(Bounding box annotation entries)
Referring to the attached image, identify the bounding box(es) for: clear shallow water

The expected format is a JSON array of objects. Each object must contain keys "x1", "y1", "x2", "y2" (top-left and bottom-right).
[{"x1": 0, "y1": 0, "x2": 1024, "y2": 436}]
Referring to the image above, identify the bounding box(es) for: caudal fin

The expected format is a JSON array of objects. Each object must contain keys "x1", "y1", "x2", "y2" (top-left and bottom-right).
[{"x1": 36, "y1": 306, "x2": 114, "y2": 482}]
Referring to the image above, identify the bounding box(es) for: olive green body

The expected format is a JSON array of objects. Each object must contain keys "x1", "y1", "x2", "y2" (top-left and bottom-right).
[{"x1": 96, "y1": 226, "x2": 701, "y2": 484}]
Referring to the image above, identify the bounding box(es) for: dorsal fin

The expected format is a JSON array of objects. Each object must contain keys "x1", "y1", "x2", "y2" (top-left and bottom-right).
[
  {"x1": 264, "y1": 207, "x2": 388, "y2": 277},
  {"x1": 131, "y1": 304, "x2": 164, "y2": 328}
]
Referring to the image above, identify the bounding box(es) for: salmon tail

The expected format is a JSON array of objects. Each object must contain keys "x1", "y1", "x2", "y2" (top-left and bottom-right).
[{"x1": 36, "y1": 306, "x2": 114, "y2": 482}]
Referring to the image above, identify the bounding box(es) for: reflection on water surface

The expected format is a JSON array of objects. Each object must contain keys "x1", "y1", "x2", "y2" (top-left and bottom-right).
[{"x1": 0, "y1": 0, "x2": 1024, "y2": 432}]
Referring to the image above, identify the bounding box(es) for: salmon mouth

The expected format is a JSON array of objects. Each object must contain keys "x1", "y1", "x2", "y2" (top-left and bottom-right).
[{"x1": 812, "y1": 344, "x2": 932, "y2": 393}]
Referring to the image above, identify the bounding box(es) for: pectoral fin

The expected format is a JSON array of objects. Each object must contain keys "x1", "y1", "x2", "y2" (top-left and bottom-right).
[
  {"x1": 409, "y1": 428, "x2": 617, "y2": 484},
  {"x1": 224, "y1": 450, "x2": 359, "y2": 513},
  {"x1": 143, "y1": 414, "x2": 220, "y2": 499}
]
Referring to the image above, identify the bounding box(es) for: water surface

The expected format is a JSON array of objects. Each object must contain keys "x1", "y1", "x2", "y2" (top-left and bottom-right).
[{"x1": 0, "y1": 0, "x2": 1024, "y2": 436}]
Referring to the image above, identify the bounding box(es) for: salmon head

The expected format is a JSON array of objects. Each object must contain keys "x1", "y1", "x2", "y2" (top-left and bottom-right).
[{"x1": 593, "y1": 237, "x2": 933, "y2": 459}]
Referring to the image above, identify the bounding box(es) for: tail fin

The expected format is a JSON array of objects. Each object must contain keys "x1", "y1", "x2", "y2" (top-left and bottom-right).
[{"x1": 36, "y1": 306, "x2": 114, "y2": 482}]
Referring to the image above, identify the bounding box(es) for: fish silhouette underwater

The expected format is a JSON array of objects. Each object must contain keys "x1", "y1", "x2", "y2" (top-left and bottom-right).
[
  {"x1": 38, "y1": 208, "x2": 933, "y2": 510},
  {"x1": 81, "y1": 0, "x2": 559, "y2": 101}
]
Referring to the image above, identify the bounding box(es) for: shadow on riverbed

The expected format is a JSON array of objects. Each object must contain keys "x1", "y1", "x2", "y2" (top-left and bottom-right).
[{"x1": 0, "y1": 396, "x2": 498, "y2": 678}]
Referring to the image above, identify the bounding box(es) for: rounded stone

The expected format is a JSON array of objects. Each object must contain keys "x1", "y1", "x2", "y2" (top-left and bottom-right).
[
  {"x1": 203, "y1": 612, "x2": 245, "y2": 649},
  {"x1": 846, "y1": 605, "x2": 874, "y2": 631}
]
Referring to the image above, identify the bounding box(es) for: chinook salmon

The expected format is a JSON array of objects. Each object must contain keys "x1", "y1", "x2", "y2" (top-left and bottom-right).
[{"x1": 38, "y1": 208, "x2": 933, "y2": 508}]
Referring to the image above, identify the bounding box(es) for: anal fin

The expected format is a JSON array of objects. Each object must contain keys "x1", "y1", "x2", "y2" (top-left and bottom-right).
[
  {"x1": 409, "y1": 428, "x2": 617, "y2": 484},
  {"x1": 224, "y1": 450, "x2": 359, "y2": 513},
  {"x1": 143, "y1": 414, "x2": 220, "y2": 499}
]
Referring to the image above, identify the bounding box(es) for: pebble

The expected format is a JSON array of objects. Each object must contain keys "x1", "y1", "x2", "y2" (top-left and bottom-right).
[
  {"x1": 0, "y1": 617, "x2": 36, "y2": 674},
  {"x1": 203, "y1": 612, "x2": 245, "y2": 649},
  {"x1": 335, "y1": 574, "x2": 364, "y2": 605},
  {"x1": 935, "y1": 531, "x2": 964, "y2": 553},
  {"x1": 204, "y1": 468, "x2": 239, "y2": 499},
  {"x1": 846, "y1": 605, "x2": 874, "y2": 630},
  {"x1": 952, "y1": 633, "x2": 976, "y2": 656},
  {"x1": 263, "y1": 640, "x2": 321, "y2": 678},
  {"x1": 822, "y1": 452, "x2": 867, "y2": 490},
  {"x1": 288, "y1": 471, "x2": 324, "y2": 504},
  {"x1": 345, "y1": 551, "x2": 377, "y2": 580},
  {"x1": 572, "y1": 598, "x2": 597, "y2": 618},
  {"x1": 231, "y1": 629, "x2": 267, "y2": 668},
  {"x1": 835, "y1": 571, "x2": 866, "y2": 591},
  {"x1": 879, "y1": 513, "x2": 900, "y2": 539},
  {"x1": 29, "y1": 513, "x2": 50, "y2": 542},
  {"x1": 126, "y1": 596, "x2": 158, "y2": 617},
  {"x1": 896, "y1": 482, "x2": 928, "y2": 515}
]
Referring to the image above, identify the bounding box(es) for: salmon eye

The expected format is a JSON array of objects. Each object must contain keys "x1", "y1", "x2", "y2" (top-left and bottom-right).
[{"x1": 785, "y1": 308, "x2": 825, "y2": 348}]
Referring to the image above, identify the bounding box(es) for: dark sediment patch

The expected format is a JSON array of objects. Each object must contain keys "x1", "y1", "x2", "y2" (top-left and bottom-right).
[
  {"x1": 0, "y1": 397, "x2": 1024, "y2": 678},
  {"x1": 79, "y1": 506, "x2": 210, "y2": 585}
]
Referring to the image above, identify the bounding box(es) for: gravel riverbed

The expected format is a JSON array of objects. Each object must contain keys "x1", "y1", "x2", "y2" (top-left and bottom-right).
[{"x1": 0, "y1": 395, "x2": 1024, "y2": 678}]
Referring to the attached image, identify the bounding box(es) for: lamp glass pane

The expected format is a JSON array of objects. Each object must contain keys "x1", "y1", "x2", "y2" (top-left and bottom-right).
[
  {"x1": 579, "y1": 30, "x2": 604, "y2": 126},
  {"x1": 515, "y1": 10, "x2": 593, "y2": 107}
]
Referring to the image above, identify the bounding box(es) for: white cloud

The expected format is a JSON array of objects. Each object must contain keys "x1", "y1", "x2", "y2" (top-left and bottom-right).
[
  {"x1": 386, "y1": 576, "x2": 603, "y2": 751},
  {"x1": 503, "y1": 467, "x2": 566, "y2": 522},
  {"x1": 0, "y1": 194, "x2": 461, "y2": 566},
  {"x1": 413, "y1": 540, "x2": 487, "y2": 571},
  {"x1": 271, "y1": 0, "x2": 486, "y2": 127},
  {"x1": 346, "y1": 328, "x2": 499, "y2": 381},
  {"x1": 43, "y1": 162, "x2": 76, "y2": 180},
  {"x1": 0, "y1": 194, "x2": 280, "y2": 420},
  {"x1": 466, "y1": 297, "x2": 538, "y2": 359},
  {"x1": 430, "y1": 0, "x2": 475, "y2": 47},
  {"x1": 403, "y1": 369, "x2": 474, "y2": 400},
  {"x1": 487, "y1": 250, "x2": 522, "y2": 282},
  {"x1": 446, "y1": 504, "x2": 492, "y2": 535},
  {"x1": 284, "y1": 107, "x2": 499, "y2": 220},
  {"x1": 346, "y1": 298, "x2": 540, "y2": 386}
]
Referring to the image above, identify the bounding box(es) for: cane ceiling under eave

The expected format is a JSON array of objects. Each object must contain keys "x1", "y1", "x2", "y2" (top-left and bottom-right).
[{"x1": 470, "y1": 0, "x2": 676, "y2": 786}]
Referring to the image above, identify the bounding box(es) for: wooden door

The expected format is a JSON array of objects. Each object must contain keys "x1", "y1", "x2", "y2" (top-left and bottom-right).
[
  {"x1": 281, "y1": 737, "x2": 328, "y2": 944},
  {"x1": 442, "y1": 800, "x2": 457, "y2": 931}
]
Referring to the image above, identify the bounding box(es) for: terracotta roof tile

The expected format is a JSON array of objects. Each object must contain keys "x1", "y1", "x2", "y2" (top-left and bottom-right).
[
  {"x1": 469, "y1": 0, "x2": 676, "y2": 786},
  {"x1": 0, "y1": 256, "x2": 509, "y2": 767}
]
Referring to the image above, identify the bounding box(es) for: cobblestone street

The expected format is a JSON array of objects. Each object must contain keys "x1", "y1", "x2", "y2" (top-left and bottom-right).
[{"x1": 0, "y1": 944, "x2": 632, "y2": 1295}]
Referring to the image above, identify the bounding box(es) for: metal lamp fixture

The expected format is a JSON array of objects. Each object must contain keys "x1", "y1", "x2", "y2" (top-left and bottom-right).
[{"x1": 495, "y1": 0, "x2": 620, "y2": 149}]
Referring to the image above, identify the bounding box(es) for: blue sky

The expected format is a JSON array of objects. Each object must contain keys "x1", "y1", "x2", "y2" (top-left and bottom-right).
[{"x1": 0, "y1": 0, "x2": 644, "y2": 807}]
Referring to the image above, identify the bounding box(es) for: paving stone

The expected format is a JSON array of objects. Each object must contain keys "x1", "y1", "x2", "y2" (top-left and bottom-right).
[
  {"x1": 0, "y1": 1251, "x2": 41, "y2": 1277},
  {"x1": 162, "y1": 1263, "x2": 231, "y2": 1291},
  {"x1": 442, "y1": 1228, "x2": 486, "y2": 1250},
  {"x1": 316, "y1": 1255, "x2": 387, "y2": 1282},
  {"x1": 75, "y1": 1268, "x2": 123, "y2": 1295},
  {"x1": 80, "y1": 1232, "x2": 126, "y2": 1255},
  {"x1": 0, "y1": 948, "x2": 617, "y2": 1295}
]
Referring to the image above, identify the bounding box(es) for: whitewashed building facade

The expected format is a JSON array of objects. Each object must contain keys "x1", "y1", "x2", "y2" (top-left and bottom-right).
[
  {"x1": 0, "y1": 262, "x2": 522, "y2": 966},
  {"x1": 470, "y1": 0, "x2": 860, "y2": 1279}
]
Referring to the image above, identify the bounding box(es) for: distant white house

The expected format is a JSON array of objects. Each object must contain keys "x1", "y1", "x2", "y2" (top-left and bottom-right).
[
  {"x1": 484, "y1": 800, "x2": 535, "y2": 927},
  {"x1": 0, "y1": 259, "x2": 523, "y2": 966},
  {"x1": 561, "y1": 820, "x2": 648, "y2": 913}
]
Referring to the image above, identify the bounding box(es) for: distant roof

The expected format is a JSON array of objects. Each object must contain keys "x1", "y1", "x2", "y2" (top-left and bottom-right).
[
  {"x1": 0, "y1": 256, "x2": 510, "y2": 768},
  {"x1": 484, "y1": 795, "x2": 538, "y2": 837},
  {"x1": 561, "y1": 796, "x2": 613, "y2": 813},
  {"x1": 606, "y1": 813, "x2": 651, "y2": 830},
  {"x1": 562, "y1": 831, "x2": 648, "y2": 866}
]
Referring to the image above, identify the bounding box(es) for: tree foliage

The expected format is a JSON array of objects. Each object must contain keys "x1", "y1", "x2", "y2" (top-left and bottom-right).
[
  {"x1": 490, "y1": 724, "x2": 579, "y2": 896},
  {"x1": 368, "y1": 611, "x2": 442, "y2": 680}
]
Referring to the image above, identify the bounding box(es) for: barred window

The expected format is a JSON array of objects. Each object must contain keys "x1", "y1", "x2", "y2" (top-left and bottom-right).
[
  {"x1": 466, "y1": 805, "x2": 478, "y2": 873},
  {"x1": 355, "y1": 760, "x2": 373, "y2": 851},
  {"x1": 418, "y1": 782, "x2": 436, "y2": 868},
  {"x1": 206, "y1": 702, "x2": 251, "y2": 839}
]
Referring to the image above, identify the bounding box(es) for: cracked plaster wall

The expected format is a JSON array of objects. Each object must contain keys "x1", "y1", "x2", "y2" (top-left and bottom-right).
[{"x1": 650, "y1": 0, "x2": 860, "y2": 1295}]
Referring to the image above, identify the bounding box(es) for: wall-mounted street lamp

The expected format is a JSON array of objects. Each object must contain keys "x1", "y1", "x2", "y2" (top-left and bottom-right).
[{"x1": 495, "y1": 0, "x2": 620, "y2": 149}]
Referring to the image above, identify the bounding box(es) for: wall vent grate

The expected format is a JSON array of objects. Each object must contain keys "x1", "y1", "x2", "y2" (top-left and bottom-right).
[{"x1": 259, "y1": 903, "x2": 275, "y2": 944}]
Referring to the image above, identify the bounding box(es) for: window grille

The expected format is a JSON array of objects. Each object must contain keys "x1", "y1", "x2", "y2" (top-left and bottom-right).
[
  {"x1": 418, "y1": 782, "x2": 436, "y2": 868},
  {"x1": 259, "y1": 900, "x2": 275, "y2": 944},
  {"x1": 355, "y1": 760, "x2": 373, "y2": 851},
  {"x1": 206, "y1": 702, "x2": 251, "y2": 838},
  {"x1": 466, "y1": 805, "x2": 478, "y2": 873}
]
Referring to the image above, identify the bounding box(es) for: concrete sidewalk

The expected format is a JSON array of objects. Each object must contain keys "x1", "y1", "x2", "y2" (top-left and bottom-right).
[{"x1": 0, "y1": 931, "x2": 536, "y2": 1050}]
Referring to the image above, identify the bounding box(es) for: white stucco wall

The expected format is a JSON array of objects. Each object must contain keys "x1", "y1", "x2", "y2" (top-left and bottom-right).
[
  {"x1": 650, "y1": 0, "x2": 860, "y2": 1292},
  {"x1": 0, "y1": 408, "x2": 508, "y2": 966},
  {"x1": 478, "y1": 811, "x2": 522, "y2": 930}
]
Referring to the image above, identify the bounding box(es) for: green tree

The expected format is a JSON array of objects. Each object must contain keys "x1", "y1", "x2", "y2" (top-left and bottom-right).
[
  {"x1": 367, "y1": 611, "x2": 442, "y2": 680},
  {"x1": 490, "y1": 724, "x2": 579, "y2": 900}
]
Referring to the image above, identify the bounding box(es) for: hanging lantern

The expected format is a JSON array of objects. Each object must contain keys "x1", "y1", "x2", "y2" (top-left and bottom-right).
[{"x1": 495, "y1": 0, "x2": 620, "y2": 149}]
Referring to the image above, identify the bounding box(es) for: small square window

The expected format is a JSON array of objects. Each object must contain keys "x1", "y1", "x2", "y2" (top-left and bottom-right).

• _Task details_
Please find every line in the data above that contains the word "street" and copy each one out. Case counts when matching.

• _Response to the exercise_
Referring to the image above, identify the bounding box(es) for: cobblestone street
Referring to the image above, identify the bounding box(es) for: wall-mounted street lamp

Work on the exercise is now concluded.